Count how many lines of the material below contain the string "fire" and reply with the number alone.
----------
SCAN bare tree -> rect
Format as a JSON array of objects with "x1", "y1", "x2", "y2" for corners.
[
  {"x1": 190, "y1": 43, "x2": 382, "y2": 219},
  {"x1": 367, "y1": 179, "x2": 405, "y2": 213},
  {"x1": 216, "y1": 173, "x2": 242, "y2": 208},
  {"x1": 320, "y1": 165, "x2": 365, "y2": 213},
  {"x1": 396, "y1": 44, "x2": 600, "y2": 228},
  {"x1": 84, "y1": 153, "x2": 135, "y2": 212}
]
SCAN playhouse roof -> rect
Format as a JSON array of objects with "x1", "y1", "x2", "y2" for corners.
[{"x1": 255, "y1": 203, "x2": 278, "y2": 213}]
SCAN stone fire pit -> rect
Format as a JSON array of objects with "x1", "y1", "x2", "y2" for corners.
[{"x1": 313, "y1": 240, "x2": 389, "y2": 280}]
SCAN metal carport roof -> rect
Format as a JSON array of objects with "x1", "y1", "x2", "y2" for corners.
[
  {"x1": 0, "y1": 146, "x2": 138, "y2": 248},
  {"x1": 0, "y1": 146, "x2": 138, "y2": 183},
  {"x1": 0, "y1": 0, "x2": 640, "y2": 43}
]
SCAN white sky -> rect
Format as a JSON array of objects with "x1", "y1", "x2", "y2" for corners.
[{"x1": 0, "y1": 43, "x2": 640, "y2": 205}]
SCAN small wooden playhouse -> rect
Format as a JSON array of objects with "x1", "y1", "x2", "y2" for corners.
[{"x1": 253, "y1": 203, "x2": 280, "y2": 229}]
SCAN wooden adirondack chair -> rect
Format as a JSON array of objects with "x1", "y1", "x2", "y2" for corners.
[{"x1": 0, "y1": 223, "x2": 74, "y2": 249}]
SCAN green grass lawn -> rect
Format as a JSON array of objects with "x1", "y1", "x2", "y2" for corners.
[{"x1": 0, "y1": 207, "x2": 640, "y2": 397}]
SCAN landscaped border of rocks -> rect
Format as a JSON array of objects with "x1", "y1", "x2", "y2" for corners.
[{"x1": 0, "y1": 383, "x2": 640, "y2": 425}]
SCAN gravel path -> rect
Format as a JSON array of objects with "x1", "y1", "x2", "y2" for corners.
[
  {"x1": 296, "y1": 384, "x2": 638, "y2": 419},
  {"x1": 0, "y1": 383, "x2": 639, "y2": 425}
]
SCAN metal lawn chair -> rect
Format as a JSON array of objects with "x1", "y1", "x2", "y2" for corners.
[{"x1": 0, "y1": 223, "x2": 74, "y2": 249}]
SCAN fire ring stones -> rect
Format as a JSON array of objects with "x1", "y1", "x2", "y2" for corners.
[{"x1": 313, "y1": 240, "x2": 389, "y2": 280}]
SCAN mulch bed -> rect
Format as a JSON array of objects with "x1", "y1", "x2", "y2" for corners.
----------
#### [Correct answer]
2